▸ **TASK BRIEF**
If a line in the data below contains "with", copy it.

════════

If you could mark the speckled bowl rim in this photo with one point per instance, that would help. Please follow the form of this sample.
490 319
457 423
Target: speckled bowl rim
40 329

════════

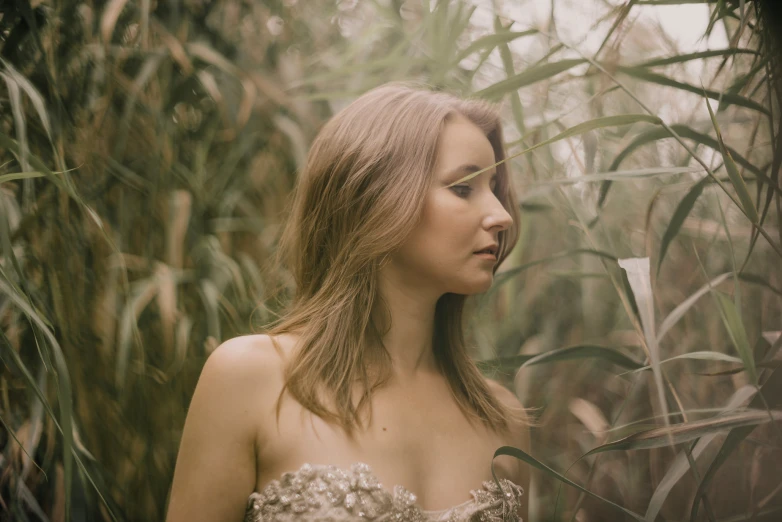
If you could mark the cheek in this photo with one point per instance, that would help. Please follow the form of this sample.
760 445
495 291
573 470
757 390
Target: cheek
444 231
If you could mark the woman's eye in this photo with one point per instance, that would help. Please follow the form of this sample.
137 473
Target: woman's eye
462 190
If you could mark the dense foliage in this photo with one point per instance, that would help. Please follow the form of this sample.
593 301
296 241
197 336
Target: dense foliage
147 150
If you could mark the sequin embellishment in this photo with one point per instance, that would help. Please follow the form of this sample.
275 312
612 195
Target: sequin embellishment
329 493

════════

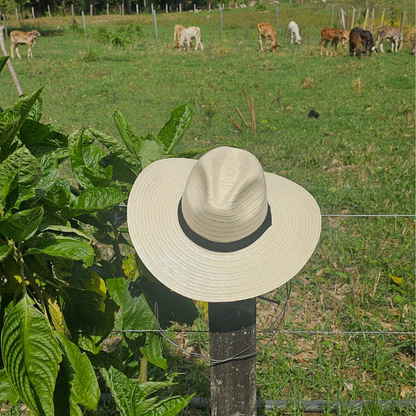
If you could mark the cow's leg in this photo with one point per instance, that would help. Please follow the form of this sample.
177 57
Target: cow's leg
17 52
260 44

════════

▸ **YOUR SOLUTION**
If you could mark the speckled bowl rim in this photo with one point per instance, that would help. Please follow the form of this sample.
If you could mark the cheek in this photo with one point per instance, that would help. Please follow the form of this sample.
If you could mark the woman's eye in this photo with one point per instance, that would help. Please follow the form of this sample.
If you could mark the dense foliage in this photo with one point per instance, that would help. Please follow the form of this sample.
If you could mark the sequin embellishment in this photo with one point per instance, that would help. Please follow the form of this sample.
If you could mark the cow's leg in this photo with one point per instance, that would help. Please follow the form of this sample.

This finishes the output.